▶ _Short task_
Quote all of the material below line for line, without altering any wording. Omit the pictures from your reply.

─── Supplied information

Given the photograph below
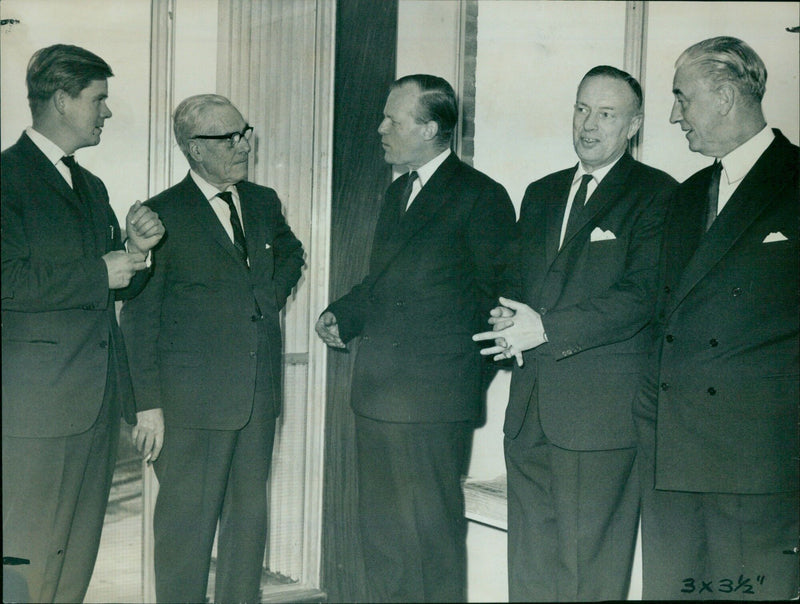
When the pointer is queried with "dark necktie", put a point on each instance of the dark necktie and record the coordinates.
(412, 176)
(713, 194)
(238, 233)
(78, 184)
(577, 206)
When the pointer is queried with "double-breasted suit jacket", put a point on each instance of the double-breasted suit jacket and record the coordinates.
(192, 334)
(596, 296)
(431, 283)
(727, 321)
(60, 334)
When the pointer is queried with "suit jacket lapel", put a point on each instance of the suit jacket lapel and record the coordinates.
(556, 206)
(609, 189)
(51, 177)
(750, 199)
(391, 236)
(204, 214)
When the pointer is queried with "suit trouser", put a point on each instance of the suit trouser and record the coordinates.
(715, 545)
(411, 509)
(210, 477)
(55, 492)
(572, 519)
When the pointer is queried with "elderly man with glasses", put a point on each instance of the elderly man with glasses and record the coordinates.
(205, 354)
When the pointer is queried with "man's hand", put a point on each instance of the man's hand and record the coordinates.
(122, 266)
(143, 227)
(327, 328)
(148, 433)
(516, 328)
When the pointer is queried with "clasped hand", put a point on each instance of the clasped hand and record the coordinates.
(516, 327)
(327, 329)
(143, 227)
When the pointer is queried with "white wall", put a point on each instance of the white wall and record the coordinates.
(119, 32)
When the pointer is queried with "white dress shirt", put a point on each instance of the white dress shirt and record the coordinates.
(597, 177)
(220, 206)
(51, 151)
(424, 174)
(737, 163)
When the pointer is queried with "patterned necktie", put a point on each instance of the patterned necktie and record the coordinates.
(412, 176)
(577, 206)
(238, 233)
(713, 194)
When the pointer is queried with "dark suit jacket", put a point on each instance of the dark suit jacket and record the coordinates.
(596, 297)
(191, 334)
(432, 280)
(728, 320)
(59, 325)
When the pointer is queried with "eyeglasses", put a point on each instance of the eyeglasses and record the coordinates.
(233, 138)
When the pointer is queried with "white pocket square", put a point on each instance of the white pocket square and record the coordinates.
(599, 234)
(774, 237)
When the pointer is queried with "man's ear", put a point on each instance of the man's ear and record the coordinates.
(59, 100)
(636, 123)
(726, 97)
(430, 130)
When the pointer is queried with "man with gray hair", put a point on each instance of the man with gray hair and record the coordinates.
(718, 417)
(205, 354)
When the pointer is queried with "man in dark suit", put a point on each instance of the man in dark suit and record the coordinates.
(204, 343)
(581, 289)
(417, 380)
(719, 418)
(65, 373)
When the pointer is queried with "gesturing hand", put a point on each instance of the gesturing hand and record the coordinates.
(143, 227)
(327, 328)
(148, 433)
(516, 328)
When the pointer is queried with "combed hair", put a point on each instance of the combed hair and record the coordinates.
(727, 59)
(437, 102)
(186, 119)
(617, 74)
(62, 67)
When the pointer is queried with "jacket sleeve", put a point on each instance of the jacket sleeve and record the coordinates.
(288, 254)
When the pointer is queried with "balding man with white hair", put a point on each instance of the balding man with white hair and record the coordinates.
(205, 354)
(718, 419)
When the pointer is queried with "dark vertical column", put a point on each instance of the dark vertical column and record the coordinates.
(366, 42)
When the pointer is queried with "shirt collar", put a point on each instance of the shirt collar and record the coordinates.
(599, 174)
(737, 163)
(51, 151)
(426, 171)
(209, 190)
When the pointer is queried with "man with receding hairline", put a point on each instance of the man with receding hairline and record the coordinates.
(579, 293)
(718, 417)
(65, 373)
(417, 380)
(205, 347)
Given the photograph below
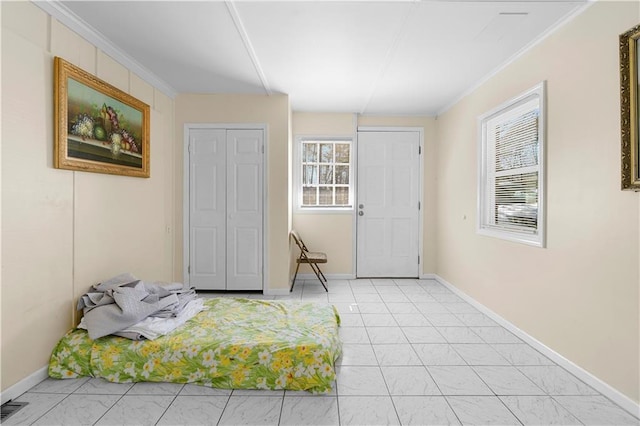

──────

▶ _Response for this exercise_
Given the photograph below
When the pointer is queried with "dark necktie", put a point on each instance of the dark necktie and record the coordinates.
(412, 176)
(713, 194)
(238, 233)
(78, 184)
(577, 206)
When the pointer is queried with "double-breasted suit jacket", put a point on each instance of the double-breasted suit jacket and record the coordinates.
(192, 334)
(596, 296)
(431, 283)
(727, 321)
(60, 334)
When the pointer is queried with "suit jacket lapel", put a point on each instance of the suit jacket lapel and record the coordinates.
(556, 206)
(609, 189)
(51, 177)
(750, 199)
(391, 236)
(204, 214)
When the pointer is queried with "suit trouser", put a point on each instance of the suit trouser and record the coordinates.
(715, 545)
(411, 509)
(210, 477)
(55, 492)
(572, 519)
When the pointer is queried with "elderly man with glasses", put a point on each instance of the elderly man with glasses and record the coordinates.
(205, 354)
When the pointer is queried with "man's hand", put a point on each instance of the man's hand and record the coordinates.
(122, 266)
(143, 227)
(327, 328)
(148, 433)
(516, 328)
When the pointer is queried with "clasped hand", put a point on each instance of the clasped hand and record the coordinates.
(516, 327)
(327, 329)
(143, 227)
When the pointer is queried with "white wall", put a point on each instance of the white wall and record the coordinates.
(119, 32)
When the pointer is queried with "white dress shirt", put a point on each instance of the white dress shirt and record the coordinates.
(597, 177)
(220, 206)
(51, 151)
(424, 174)
(737, 163)
When the pointer is queried with "patterned necktie", put a point on each instance of the patterned necktie and record the coordinates.
(412, 176)
(577, 206)
(238, 233)
(713, 194)
When the pointer is queried with "dark suit jacket", put a point on each instance of the dark suit jacket and record the coordinates.
(596, 297)
(191, 334)
(432, 280)
(728, 320)
(59, 325)
When the pointer is queried with "eyeglasses", put a point on each instance of the eyeglasses and record the coordinates.
(233, 138)
When the pointer is queried with "white pocket square", put a point on each instance of the white pocket square and record the coordinates.
(599, 234)
(774, 237)
When the pointer is queried with "man's ear", put a point on each instance of the man's ear and record the coordinates.
(59, 100)
(636, 123)
(726, 97)
(430, 130)
When the pointer is queried with "man with gray hair", put a point on each instance of the man with gray hair and record the coordinates.
(718, 417)
(205, 354)
When the pointer is queried with "man in dark suit", put a point on each instance of the man in dark suit and record the coordinates.
(204, 343)
(581, 289)
(417, 380)
(719, 418)
(65, 373)
When the pointer is queried with "gesturing hand", put a point on each instance of the gesturing hand and record the coordinates.
(143, 227)
(327, 328)
(148, 433)
(516, 328)
When the pointer is queried with "combed hair", put a point on each instance of the combed hair and record the coordinates.
(727, 59)
(437, 102)
(186, 119)
(617, 74)
(62, 67)
When the pointer is queried with "jacket sleeve", put a point on each instance of the jacket sleeve and record the coordinates.
(288, 254)
When the pointer is queried with "balding man with white hair", put a point on each instance of the balding man with white hair and record the coordinates.
(205, 354)
(718, 419)
When the pointer is queried with "dark vertical column", put a point on each instance of the dark vertical column and record the coordinates.
(366, 42)
When the pointer is queried with "shirt collar", put a point on each instance of the shirt collar and record the coordinates.
(599, 174)
(737, 163)
(51, 151)
(426, 171)
(209, 190)
When the pointer is queried with "man with receding hairline", put a point on each instance of the man with receding hairline and record the coordinates.
(579, 293)
(718, 417)
(65, 373)
(417, 380)
(205, 347)
Given the photograph below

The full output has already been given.